- What to work on
Only the stretch of the listing below that runs from the line with "[tag] horse's shadow: a pin per instance" through the line with "[tag] dun horse: a pin per instance" is to be printed, exactly and with both ends.
· · · ·
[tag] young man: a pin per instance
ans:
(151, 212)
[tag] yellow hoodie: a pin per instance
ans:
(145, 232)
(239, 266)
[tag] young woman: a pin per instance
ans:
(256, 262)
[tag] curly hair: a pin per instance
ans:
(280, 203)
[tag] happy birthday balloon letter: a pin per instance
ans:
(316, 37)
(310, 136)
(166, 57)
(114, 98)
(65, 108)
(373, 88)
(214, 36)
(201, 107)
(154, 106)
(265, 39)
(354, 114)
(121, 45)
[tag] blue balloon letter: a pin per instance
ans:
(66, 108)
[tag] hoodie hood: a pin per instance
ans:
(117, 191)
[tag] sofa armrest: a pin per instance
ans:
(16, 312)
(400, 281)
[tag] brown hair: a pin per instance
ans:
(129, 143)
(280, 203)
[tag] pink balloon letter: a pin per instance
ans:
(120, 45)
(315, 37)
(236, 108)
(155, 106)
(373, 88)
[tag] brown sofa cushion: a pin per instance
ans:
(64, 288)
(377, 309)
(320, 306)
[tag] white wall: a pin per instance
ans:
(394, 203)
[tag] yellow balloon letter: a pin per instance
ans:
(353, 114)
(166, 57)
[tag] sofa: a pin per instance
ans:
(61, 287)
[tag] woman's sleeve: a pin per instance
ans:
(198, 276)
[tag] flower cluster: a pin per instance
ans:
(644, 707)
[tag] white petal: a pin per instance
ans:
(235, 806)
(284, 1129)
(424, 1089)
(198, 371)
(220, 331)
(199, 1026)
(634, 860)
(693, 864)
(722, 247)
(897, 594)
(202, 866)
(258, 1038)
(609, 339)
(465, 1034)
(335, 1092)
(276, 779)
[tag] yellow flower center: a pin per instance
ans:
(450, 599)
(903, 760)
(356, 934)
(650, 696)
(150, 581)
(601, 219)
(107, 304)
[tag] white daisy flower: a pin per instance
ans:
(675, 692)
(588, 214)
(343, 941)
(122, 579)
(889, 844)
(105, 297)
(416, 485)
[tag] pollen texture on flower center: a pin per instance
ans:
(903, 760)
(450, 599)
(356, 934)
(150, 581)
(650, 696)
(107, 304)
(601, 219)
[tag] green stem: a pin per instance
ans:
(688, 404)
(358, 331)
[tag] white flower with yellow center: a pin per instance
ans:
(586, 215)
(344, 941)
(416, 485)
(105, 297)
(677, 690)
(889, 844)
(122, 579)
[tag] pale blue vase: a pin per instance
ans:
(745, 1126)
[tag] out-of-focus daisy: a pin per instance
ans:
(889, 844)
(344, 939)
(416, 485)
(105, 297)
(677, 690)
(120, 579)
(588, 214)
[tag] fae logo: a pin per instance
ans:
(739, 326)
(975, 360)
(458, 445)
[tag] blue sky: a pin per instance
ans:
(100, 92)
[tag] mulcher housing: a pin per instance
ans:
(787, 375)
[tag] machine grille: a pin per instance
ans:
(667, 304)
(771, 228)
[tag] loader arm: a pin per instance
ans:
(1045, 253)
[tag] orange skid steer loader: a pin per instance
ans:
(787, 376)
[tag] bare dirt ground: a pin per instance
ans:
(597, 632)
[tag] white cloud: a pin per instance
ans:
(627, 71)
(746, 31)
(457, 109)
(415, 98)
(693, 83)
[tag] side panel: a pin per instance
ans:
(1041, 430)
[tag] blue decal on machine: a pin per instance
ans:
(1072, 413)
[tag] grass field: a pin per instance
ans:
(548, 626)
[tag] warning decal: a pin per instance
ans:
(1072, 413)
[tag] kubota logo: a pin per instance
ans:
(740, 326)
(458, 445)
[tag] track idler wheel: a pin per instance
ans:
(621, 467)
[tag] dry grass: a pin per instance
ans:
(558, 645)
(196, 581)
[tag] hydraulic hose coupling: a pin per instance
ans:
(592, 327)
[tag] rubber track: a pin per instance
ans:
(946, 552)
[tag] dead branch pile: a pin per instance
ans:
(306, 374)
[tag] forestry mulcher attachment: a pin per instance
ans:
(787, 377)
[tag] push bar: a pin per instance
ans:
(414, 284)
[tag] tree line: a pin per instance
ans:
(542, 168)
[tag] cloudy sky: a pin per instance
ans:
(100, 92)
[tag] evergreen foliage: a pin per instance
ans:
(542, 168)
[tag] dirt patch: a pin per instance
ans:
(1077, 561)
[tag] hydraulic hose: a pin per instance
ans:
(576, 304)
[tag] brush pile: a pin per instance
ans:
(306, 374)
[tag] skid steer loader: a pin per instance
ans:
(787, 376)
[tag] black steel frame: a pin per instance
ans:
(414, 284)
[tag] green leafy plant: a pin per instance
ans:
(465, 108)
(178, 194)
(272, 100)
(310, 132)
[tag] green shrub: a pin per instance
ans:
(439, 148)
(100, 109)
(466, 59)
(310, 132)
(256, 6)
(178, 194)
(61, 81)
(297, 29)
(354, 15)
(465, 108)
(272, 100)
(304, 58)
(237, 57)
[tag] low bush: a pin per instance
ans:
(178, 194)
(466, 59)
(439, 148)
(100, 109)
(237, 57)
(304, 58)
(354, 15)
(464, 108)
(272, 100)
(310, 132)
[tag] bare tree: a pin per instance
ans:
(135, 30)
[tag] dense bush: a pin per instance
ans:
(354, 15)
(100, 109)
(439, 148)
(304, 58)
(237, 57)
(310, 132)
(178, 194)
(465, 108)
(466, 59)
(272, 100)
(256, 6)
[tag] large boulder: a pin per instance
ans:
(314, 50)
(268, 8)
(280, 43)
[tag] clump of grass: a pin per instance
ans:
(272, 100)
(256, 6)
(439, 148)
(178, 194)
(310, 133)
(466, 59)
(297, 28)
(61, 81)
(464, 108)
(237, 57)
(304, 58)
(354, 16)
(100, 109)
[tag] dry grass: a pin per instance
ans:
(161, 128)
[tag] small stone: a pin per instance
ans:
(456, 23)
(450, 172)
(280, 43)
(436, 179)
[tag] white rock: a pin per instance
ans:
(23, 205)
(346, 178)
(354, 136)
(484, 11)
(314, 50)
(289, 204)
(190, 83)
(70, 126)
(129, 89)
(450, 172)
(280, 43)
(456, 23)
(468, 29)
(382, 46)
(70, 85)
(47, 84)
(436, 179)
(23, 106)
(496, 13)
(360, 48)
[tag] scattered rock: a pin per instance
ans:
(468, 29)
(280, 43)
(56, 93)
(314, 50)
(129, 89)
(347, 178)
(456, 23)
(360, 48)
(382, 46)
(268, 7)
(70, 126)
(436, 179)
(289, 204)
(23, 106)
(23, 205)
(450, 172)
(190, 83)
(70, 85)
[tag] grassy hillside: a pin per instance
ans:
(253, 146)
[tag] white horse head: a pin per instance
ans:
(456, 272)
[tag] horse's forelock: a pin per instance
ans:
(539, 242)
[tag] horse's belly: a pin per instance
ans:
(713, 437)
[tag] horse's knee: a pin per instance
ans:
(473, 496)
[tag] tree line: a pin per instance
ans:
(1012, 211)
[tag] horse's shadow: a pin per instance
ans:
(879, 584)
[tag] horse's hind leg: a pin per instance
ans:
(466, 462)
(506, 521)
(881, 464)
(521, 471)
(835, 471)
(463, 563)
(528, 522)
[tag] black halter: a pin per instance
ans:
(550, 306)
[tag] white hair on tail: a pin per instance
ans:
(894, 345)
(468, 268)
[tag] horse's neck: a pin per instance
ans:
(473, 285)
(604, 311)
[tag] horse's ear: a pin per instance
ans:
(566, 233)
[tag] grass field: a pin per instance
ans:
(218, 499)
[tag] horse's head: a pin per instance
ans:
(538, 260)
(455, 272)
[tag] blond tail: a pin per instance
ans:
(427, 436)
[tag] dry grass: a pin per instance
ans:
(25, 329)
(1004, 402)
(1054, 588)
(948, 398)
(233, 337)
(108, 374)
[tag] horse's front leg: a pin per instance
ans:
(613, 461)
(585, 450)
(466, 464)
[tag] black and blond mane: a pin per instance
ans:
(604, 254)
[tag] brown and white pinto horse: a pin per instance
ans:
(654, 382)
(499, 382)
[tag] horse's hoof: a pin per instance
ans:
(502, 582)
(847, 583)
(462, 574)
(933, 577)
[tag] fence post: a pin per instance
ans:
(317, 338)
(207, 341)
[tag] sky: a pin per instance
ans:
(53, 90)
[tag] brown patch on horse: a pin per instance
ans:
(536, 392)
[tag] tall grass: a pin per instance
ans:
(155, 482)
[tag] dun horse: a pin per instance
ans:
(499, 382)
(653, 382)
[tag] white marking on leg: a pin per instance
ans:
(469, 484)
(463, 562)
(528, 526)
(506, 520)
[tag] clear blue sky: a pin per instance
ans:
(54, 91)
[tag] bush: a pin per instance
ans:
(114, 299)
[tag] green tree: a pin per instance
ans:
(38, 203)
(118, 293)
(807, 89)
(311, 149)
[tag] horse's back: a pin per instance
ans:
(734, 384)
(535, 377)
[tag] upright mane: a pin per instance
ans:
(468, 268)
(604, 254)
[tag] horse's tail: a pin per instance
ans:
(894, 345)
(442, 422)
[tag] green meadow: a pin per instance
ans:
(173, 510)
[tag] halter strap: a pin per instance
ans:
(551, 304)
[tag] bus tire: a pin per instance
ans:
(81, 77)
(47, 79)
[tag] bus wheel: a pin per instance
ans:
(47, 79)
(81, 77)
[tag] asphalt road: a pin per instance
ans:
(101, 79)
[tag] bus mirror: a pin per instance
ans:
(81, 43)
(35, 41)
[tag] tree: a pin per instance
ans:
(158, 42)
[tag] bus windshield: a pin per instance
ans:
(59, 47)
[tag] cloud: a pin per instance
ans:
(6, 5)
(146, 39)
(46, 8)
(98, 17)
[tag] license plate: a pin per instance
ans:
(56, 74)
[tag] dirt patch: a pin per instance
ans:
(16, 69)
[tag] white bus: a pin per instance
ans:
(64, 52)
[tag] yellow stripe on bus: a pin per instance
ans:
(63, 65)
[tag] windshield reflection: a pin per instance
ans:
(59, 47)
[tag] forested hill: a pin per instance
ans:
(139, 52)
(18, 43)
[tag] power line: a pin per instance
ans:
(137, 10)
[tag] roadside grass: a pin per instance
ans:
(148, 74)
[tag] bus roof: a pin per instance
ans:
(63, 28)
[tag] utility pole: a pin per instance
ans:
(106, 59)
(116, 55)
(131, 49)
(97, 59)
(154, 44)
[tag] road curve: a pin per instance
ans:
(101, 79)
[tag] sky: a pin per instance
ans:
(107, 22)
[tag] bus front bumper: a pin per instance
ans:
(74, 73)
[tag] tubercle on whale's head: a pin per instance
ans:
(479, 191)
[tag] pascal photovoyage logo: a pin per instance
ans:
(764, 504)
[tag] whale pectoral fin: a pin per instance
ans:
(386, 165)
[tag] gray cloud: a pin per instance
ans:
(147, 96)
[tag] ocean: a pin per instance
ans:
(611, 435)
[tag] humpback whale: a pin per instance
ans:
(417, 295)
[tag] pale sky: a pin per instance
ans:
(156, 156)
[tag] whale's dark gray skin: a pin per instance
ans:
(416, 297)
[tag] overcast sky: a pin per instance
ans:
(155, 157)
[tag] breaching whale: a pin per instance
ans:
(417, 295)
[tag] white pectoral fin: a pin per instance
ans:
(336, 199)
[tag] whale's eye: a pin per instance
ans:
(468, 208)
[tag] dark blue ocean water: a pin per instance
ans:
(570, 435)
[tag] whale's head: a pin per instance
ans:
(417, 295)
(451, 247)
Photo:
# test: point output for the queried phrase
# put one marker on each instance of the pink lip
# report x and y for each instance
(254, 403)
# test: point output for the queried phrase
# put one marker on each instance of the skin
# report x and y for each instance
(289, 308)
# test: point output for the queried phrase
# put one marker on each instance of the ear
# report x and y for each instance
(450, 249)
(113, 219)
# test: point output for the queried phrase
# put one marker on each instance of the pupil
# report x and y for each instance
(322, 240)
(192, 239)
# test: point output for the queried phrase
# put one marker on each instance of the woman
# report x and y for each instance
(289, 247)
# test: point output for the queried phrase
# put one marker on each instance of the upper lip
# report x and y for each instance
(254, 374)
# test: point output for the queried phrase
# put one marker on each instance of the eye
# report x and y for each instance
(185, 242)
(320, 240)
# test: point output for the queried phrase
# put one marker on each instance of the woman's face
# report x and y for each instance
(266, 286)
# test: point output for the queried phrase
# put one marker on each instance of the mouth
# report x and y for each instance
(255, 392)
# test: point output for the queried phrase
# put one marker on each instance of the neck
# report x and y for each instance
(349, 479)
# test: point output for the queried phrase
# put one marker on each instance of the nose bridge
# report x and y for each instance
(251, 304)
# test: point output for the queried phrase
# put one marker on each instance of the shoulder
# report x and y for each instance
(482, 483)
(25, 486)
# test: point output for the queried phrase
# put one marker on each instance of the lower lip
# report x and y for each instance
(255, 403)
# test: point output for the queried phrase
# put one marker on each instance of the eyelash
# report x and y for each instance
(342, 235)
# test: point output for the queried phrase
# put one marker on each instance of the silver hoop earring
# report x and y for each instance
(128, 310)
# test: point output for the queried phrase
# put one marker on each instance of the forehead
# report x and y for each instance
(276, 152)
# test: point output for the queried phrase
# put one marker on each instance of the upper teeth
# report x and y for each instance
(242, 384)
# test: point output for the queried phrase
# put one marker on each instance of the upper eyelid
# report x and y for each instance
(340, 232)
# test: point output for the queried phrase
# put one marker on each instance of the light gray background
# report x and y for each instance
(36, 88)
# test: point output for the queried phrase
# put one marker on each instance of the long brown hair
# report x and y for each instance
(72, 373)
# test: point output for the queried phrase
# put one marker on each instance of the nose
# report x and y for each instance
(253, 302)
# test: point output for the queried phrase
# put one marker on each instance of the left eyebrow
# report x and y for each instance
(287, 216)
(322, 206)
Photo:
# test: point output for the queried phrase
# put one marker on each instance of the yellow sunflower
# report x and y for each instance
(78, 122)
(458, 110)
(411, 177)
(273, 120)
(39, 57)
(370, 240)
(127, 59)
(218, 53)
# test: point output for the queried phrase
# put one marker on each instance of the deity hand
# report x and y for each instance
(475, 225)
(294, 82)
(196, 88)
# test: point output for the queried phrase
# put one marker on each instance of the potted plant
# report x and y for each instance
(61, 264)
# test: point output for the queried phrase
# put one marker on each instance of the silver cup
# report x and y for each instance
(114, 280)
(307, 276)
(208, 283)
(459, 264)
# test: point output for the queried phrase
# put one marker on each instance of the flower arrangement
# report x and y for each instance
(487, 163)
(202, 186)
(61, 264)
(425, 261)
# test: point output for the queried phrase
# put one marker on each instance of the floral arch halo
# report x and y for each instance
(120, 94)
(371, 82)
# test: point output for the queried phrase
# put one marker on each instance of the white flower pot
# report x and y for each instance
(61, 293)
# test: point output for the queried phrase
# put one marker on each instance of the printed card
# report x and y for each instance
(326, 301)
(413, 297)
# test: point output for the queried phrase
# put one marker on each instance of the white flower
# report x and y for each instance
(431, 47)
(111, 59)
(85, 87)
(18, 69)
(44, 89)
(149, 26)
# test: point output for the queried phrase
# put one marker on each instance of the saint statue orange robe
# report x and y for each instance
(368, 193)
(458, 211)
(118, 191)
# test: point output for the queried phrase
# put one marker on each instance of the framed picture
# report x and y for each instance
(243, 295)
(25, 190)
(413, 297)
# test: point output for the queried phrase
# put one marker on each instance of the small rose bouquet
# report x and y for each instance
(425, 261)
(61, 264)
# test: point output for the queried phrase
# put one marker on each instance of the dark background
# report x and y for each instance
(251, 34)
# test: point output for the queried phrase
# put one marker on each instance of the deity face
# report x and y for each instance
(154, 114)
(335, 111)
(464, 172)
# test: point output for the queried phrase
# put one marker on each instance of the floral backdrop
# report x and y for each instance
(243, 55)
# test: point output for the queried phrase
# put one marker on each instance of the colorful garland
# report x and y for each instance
· · · ·
- Result of the task
[tag] horse's shadow: a pin per instance
ans:
(879, 584)
[tag] horse's hind leg: a pin per instance
ans:
(466, 462)
(506, 521)
(881, 464)
(521, 471)
(835, 471)
(463, 563)
(528, 522)
[tag] black halter: a pin per instance
ans:
(550, 306)
[tag] white hair on tail: a pin per instance
ans:
(894, 345)
(468, 268)
[tag] horse's neck: a pin per instance
ans:
(473, 285)
(604, 311)
[tag] horse's ear: a pin per instance
ans:
(566, 233)
[tag] grass field: a pin per instance
ans:
(218, 499)
[tag] horse's head: a pin per instance
ans:
(538, 260)
(455, 272)
[tag] blond tail: a pin per instance
ans:
(427, 436)
[tag] dry grass: a pin per instance
ans:
(25, 329)
(1004, 402)
(1054, 588)
(948, 398)
(233, 337)
(108, 374)
[tag] horse's front leg: a pin per instance
ans:
(613, 461)
(585, 450)
(466, 464)
[tag] black and blond mane: a pin per instance
ans:
(604, 254)
[tag] brown and white pinto horse: a pin per instance
ans:
(654, 382)
(499, 382)
[tag] horse's hoof: a pin per instance
ans:
(502, 582)
(847, 583)
(462, 574)
(933, 577)
[tag] fence post: a pin per instance
ans:
(317, 338)
(207, 341)
[tag] sky: a pin per instance
ans:
(53, 90)
[tag] brown patch on horse: a pin per instance
ans:
(536, 392)
[tag] tall grass: a pin per instance
ans:
(155, 482)
[tag] dun horse: a pin per instance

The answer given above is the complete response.